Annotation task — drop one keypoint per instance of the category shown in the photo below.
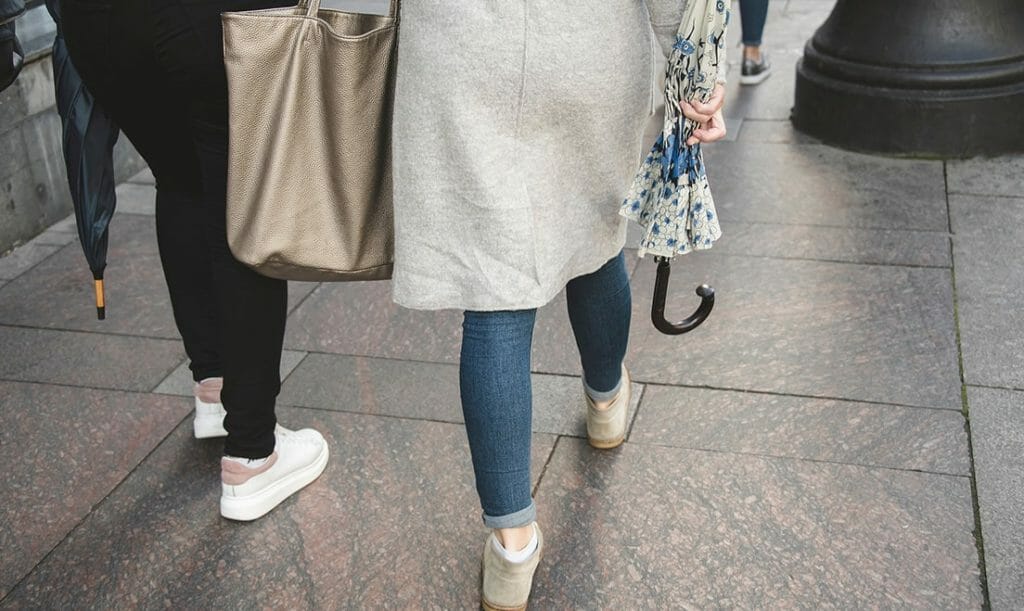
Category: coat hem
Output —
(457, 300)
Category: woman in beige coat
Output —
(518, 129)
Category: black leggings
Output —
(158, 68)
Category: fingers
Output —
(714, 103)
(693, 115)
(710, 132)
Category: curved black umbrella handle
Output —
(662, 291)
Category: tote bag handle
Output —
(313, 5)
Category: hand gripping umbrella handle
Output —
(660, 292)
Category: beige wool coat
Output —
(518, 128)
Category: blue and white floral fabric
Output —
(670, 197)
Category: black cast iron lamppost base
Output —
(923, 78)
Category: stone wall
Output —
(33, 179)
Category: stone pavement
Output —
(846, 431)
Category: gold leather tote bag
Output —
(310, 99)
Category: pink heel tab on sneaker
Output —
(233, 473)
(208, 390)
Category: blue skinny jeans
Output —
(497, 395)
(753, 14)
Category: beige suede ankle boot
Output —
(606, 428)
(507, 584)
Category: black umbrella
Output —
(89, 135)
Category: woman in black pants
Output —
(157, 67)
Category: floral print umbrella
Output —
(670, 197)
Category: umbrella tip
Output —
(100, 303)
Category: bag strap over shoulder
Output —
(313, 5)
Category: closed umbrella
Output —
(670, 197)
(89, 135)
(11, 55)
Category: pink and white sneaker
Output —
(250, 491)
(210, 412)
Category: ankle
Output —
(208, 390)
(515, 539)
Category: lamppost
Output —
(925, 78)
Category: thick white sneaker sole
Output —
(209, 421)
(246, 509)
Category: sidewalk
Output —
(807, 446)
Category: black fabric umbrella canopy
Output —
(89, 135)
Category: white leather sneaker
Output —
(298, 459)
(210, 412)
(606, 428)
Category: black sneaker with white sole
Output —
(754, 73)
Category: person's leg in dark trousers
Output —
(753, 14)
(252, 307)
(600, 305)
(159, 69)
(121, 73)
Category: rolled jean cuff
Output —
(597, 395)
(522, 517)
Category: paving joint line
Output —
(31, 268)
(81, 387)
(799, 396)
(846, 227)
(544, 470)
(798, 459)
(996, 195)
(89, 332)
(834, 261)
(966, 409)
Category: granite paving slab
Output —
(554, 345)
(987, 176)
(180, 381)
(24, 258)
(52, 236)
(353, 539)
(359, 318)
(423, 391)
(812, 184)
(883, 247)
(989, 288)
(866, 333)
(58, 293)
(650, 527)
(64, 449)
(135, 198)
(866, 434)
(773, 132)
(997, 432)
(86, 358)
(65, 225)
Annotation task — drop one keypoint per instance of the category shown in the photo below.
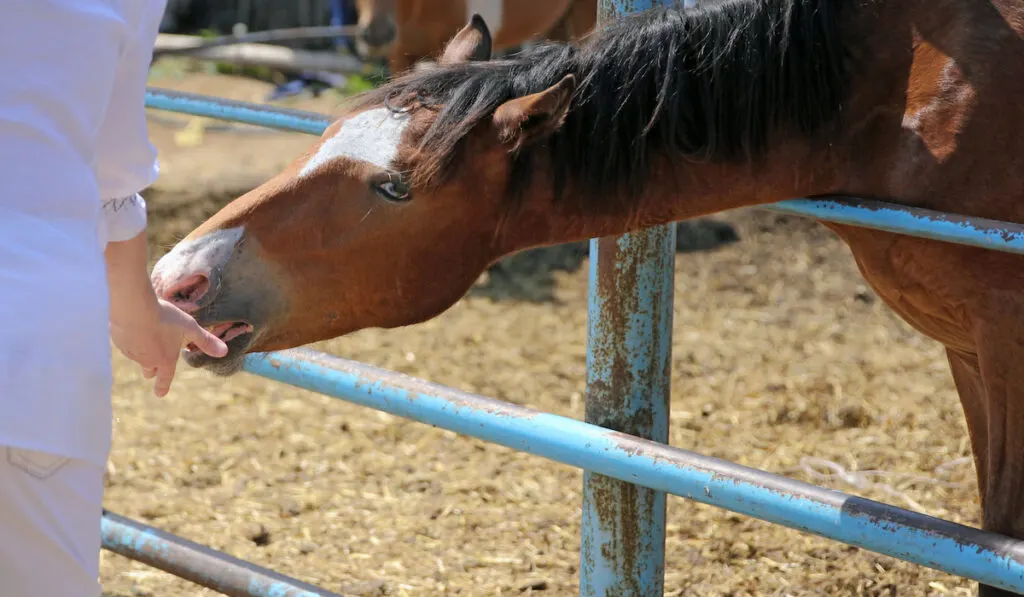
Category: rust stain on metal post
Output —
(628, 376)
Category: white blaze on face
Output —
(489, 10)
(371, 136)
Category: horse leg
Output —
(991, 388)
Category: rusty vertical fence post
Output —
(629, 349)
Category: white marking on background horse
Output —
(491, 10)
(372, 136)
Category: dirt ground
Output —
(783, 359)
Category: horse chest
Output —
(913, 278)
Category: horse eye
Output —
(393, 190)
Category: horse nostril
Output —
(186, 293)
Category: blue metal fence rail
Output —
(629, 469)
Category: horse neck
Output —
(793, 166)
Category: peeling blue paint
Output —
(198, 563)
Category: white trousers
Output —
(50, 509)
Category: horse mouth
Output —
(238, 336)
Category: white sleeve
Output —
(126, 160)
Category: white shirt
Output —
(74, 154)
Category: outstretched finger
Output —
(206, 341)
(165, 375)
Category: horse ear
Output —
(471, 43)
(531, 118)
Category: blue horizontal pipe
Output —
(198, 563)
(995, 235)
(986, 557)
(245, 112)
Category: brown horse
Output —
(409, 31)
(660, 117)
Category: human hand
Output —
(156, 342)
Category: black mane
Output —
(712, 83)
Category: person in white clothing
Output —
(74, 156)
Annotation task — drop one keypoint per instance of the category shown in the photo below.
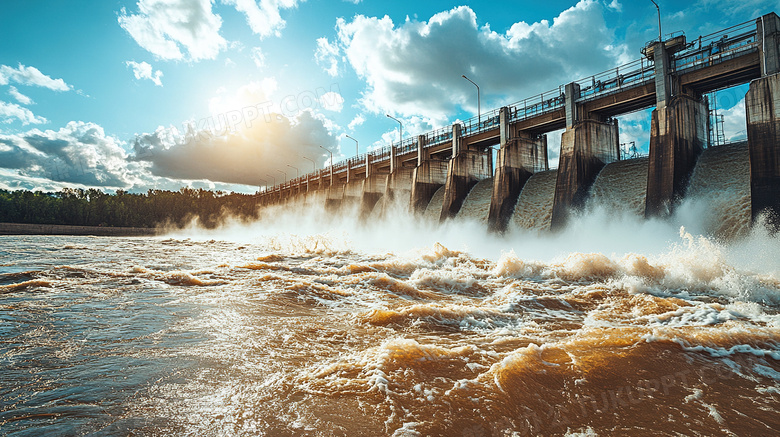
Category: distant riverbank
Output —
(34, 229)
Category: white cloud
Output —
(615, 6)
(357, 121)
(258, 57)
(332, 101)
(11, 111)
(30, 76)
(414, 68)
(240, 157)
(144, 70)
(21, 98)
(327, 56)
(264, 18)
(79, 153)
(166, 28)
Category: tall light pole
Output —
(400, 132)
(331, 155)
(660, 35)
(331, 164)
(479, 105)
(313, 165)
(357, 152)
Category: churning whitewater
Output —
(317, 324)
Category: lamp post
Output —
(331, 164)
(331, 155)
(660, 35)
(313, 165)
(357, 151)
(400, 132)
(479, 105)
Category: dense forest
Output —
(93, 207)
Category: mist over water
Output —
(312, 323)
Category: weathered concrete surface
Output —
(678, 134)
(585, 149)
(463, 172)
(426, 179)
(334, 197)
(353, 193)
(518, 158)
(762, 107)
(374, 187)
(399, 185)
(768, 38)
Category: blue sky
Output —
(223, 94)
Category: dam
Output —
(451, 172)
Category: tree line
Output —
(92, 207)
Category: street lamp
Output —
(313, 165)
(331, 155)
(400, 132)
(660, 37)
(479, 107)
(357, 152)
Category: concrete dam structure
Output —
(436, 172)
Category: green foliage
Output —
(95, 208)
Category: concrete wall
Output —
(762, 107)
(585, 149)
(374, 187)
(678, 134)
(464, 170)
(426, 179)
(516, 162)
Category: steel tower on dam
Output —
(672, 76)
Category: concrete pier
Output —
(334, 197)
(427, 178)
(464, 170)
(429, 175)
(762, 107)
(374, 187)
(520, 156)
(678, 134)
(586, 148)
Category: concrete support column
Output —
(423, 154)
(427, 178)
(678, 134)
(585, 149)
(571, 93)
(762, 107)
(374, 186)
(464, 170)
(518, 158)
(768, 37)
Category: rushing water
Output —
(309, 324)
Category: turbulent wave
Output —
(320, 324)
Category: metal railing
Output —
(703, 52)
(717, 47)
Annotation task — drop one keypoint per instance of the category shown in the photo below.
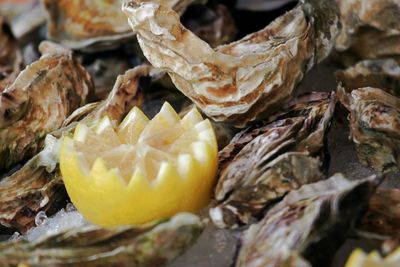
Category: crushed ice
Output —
○ ○ ○ ○ ○
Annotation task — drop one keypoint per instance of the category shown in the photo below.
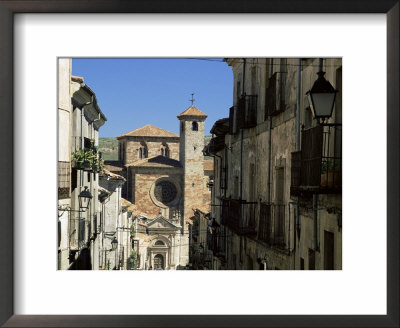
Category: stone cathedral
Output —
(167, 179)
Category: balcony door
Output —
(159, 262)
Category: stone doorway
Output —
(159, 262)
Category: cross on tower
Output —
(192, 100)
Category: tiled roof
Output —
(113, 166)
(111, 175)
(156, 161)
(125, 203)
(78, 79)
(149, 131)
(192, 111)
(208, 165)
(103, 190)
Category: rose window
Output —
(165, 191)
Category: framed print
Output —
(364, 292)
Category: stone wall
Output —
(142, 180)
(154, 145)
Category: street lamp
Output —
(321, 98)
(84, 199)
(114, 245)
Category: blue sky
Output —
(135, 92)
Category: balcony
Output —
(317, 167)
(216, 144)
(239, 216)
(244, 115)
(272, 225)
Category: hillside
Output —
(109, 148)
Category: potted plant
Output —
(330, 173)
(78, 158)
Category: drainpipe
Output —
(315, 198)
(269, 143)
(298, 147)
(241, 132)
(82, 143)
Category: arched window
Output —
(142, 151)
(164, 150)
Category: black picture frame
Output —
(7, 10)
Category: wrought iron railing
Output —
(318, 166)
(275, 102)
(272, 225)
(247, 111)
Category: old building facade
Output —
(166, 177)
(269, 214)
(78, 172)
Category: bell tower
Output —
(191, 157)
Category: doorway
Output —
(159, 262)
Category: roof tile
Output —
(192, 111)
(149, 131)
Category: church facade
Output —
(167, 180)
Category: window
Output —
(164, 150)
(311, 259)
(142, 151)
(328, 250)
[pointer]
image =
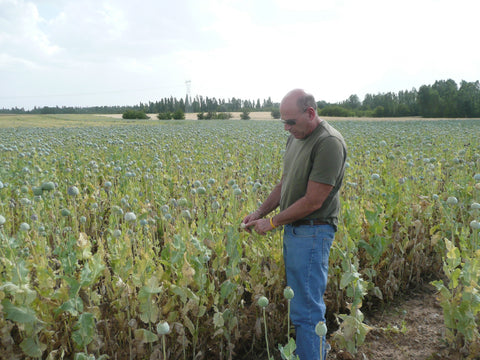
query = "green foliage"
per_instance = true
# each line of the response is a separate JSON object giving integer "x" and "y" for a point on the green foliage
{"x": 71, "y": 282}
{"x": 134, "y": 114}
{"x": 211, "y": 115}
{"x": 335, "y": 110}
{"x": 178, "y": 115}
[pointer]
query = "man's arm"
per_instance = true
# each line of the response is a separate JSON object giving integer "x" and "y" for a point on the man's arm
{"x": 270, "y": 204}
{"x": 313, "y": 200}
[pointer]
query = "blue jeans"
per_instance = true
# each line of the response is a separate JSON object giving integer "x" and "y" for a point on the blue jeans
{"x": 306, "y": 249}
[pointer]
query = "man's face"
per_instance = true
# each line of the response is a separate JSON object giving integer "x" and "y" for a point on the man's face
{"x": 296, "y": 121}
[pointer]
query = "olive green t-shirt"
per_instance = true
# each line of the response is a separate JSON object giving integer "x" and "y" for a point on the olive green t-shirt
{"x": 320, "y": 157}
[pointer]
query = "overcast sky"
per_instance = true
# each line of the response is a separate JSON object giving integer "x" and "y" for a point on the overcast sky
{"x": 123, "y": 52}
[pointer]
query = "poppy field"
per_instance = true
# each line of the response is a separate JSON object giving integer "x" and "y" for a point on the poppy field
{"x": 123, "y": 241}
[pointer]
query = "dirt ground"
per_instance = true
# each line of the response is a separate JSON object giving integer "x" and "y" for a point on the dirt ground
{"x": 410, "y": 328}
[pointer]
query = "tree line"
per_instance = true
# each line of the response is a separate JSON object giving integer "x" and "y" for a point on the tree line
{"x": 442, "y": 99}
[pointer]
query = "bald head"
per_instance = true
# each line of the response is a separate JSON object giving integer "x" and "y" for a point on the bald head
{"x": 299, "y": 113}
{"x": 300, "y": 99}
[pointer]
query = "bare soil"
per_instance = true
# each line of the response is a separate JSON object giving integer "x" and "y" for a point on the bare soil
○ ○ ○ ○ ○
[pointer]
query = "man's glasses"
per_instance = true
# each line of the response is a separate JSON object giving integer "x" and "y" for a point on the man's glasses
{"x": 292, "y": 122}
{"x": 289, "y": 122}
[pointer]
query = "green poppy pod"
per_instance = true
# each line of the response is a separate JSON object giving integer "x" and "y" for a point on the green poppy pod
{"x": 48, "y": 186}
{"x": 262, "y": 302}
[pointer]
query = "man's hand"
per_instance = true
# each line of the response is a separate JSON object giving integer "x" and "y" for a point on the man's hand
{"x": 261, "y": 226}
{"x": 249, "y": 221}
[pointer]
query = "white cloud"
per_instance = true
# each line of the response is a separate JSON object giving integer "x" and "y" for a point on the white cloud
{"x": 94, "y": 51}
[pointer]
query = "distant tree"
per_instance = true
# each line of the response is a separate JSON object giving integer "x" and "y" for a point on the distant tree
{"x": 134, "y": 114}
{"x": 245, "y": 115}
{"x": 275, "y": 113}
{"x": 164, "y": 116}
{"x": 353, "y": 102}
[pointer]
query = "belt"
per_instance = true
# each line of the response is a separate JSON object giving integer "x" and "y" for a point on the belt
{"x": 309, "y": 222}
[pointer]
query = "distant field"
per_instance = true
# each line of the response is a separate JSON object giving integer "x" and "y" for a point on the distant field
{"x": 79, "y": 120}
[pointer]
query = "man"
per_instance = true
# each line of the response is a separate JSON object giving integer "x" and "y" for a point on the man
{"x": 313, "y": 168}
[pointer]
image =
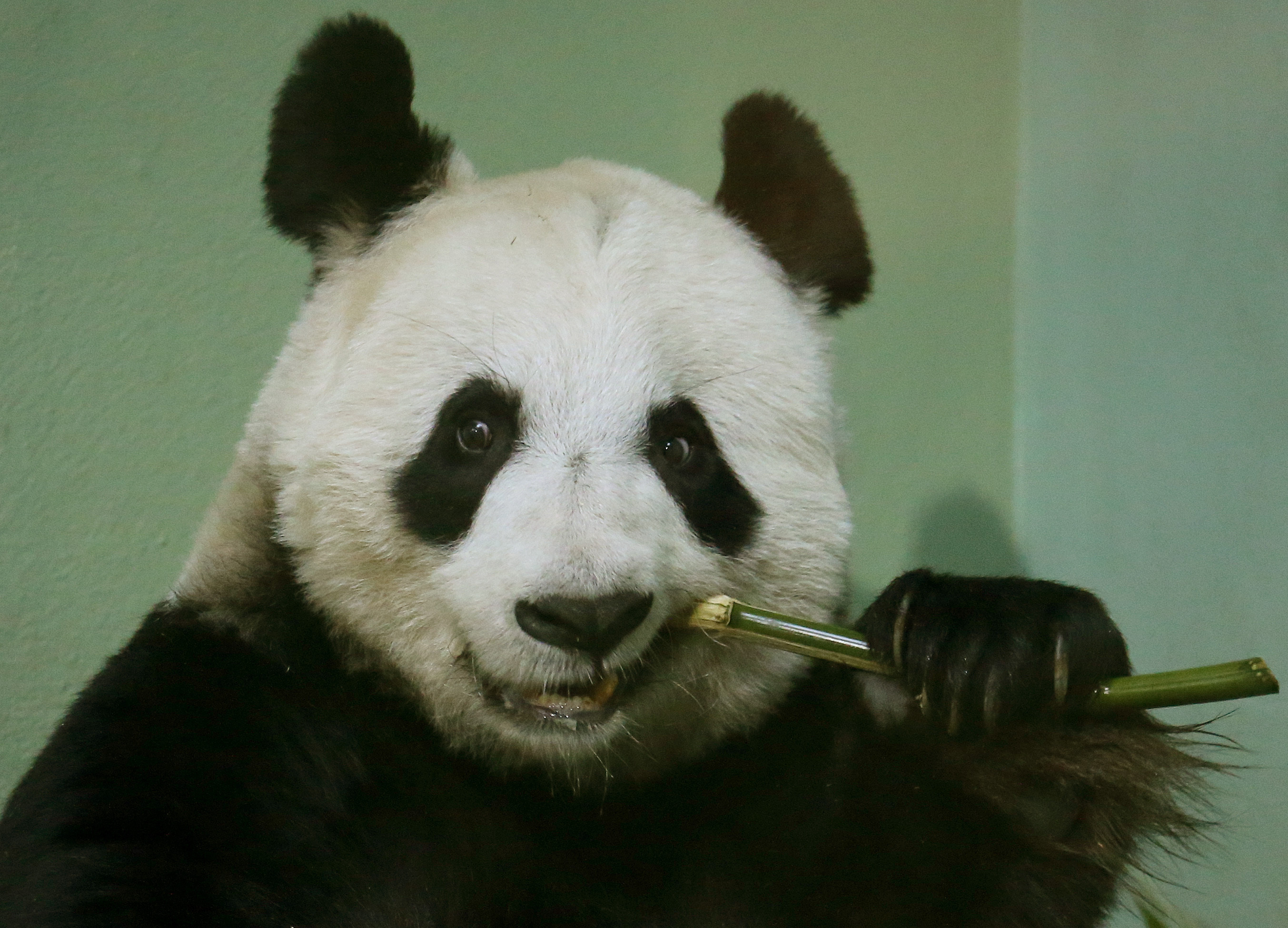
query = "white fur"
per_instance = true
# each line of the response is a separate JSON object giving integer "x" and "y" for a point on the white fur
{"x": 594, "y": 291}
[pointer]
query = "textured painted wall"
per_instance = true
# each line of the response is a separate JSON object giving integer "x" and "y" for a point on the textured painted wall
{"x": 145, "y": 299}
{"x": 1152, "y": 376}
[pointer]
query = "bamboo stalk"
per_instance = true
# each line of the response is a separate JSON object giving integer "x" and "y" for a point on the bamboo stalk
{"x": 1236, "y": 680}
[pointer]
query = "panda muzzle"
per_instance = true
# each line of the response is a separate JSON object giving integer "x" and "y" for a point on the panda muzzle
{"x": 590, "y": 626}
○ ○ ○ ○ ○
* _WORK ORDER_: Copy each line of the data that includes the word "sole".

* _RESPONSE FOR THIS EXERCISE_:
Category: thick white sneaker sole
Category: black sneaker with white sole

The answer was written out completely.